### Study text
%%
DPC’s letter commenting on this year’s ESRD Payment Rule warns that Medicare is not addressing workforce shortages that are impacting patient care. The letter reports the following findings from our recent member survey:

  • 62% of patients reported that the recent labor shortages had impacted their care: 43% said that staff turnover disrupted their care; 28% reported delays to their treatment; and 7% reported that they had to change shifts or facilities.
  • In 2013, in response to a question about wait times at facilities, the same proportion of patients, 14%, reported increases in wait times as decreases in wait times. This year, 24% report increases in wait times and only 11% reported decreases.
  • In 2013, we asked patients whether “in the past year, has time spent with health care providers (nurses, technicians) in your primary dialysis center increased, decreased, or stayed the same.” Ten years ago, only 13% reported the time had decreased; this year it was 26%.

The proposed rule would only increase reimbursements by 1.7%, despite labor costs that have risen by 9.7% over the past two years. Complicating matters further, calculation errors in the past two annual cycles have left payments 4 percentage points below what they should be.

DPC asked Medicare to apply an Essential Worker Safety Catch, to look back on previous updates, and reconsider current forecasts, so updates are trued up and don’t fall behind actual changes in compensation.
%%
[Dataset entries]
%%
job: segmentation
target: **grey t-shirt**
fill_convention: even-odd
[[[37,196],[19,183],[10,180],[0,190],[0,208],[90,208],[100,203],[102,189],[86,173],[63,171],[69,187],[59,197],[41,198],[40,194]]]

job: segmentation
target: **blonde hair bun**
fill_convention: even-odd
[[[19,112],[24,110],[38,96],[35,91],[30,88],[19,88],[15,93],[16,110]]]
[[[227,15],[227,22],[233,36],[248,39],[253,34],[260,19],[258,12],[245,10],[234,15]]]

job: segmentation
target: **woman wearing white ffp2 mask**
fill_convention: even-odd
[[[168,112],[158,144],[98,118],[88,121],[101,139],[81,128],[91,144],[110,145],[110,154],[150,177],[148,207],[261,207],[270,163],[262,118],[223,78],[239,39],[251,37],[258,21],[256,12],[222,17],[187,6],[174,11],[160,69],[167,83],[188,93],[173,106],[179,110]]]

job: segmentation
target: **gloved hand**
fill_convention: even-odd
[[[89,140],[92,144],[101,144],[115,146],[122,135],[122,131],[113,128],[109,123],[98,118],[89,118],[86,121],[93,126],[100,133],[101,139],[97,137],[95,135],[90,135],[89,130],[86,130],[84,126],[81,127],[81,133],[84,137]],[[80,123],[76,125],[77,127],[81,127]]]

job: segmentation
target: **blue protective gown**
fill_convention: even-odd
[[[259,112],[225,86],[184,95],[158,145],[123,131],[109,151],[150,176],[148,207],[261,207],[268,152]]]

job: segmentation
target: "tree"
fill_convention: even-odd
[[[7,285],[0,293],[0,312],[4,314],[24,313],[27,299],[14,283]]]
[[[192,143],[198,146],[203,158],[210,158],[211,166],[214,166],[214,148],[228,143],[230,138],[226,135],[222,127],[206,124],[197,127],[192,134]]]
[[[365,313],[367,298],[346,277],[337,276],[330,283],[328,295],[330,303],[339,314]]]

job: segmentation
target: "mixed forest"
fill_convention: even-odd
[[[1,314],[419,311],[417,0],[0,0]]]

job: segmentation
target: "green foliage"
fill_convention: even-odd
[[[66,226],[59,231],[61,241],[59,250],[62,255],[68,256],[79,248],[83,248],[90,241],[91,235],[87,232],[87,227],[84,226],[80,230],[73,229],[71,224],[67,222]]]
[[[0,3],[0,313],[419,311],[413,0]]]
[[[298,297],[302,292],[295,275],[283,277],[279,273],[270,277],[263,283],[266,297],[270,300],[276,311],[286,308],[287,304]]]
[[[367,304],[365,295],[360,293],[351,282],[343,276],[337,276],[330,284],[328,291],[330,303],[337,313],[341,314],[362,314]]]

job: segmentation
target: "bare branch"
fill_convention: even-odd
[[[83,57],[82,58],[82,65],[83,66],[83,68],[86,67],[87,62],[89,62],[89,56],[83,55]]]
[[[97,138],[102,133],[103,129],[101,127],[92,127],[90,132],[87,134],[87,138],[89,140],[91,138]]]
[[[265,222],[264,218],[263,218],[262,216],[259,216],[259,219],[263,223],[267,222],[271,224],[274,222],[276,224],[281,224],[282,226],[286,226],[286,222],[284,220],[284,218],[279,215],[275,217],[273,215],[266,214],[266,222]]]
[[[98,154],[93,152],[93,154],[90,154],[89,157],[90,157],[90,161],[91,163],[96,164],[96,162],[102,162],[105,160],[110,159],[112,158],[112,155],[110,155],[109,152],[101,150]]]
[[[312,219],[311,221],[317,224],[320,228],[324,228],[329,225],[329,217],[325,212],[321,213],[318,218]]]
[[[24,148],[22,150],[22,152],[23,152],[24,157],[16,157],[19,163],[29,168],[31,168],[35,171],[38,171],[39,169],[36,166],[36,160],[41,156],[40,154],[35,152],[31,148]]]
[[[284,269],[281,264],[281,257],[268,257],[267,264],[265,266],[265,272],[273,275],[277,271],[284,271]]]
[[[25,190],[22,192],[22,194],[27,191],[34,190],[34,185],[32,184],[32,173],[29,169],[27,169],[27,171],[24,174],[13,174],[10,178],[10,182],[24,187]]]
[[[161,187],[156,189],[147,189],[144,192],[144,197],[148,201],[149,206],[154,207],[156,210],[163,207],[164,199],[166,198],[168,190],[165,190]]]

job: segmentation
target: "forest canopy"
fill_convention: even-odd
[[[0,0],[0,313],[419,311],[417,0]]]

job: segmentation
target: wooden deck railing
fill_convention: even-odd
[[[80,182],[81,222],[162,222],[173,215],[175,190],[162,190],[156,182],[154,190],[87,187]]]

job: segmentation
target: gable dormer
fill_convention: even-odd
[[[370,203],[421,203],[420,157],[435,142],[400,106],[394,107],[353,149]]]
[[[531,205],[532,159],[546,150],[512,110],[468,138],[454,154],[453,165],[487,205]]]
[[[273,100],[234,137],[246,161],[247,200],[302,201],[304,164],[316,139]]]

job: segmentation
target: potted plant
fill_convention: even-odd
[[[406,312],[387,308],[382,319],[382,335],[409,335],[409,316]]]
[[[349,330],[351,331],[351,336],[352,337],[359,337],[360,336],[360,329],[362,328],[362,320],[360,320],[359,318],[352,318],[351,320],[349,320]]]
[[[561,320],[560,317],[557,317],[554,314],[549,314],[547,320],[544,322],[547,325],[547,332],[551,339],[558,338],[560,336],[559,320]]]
%%
### Study questions
(1) Please print the part of the letter summary on dialysis workforce shortages starting with "DPC’s letter commenting" and going on through "11% reported decreases.".
(2) Proceed with the text on DPC's letter about dialysis workforce shortages from its last sentence onward.

### Results of the exercise
(1)
DPC’s letter commenting on this year’s ESRD Payment Rule warns that Medicare is not addressing workforce shortages that are impacting patient care. The letter reports the following findings from our recent member survey:

  • 62% of patients reported that the recent labor shortages had impacted their care: 43% said that staff turnover disrupted their care; 28% reported delays to their treatment; and 7% reported that they had to change shifts or facilities.
  • In 2013, in response to a question about wait times at facilities, the same proportion of patients, 14%, reported increases in wait times as decreases in wait times. This year, 24% report increases in wait times and only 11% reported decreases.

(2)
DPC also calls attention to the distorted rollout of Korsuva, the drug that treats pruritis. Empirical research has found a prevalence of moderate to severe pruritis among dialysis patients of 33 percent, but Korsuva is being dispensed to fewer than one percent of patients. It is believed that nephrologists are reluctant to prescribe it due to uncertainties about its status in the ESRD bundled payment. This year, Medicare proposes to use the artificially low take-up of the drug to add a tiny amount to the bundle, thereby locking in a depressed rate of utilization in perpetuity. DPC is asking that the drug be separately billable, to ensure wider patient access.

Medicare also proposes to add new items to the ESRD Quality Incentive Program relating to health equity and social determinants of health. DPC reiterated its longtime position that mere symbolism does not suffice to address these issues, and that Medicare must commit new funding to compensate for disadvantages to actually improve outcomes.